◆ Given records:

* start *

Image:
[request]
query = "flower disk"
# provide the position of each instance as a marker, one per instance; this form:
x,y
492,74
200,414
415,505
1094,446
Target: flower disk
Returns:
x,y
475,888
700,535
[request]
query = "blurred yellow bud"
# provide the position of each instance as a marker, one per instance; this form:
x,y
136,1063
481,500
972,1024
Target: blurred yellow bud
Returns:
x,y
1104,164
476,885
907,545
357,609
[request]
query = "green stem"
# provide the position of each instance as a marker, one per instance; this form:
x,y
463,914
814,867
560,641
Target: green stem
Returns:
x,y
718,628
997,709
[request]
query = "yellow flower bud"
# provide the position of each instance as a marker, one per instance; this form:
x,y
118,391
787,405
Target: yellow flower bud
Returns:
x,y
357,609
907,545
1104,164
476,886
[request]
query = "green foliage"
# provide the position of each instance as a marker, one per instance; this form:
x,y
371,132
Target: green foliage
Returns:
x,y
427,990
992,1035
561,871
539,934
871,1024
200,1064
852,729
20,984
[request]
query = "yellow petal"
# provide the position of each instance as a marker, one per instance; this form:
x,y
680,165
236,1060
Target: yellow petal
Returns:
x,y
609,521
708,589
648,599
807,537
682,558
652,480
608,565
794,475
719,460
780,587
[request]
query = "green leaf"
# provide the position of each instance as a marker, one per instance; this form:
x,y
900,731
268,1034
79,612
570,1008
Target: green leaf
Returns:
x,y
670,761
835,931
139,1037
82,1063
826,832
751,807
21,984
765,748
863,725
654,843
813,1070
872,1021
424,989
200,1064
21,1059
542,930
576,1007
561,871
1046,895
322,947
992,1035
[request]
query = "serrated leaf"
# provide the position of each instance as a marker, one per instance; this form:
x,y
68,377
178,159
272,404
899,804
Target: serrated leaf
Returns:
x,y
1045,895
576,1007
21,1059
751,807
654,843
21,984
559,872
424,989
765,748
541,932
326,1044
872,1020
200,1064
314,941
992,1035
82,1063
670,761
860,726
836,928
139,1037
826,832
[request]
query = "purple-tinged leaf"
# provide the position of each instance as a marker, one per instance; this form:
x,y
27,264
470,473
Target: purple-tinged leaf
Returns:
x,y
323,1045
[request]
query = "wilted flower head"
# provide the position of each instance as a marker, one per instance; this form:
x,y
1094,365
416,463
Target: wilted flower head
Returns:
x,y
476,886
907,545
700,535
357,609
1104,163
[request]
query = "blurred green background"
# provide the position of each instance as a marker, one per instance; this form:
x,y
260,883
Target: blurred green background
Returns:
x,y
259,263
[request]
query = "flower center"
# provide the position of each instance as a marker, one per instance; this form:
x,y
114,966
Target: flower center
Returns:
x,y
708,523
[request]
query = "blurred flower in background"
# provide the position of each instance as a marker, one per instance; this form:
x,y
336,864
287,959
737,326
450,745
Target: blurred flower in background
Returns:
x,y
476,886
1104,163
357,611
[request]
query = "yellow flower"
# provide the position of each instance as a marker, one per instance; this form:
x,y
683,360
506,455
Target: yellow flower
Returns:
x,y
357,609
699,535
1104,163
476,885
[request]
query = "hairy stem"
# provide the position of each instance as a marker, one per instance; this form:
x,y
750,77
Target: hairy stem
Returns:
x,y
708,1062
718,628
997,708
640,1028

* end *

Please gather and copy every line of the data above that contains the word "head".

query = "wilted flower head"
Target: wilted flower head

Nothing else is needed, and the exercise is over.